▶ GIVEN INSTRUCTION
Copy out every line of the listing below that contains the string "sleeve".

▶ SUPPLIED DATA
:::::

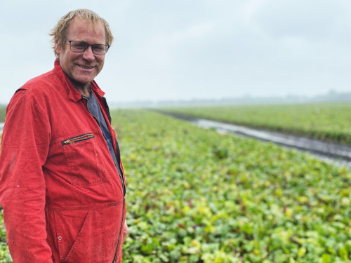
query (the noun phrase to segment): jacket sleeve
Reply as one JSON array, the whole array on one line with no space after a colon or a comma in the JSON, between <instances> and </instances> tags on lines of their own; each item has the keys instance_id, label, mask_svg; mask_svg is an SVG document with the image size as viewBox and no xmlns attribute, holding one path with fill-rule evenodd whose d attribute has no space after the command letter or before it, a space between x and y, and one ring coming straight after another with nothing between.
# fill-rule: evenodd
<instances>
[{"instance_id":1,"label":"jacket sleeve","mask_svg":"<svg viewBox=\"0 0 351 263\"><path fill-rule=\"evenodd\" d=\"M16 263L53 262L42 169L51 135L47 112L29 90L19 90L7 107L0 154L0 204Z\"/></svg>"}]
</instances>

:::::

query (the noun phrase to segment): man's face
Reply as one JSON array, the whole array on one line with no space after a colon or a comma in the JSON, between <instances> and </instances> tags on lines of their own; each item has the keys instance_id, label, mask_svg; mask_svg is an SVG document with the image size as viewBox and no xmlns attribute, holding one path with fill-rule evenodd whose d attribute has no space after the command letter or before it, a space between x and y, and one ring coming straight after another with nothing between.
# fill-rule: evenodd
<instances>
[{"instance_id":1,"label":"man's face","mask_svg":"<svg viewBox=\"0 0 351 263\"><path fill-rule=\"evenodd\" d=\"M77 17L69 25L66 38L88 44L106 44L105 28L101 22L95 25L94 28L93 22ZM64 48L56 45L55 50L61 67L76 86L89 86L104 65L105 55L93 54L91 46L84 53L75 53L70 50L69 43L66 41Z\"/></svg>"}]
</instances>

:::::

▶ SOLUTION TO THIS TASK
query (the noun phrase to segment): jacket sleeve
[{"instance_id":1,"label":"jacket sleeve","mask_svg":"<svg viewBox=\"0 0 351 263\"><path fill-rule=\"evenodd\" d=\"M16 263L53 262L42 169L51 135L47 112L29 90L19 90L7 107L0 154L0 204Z\"/></svg>"}]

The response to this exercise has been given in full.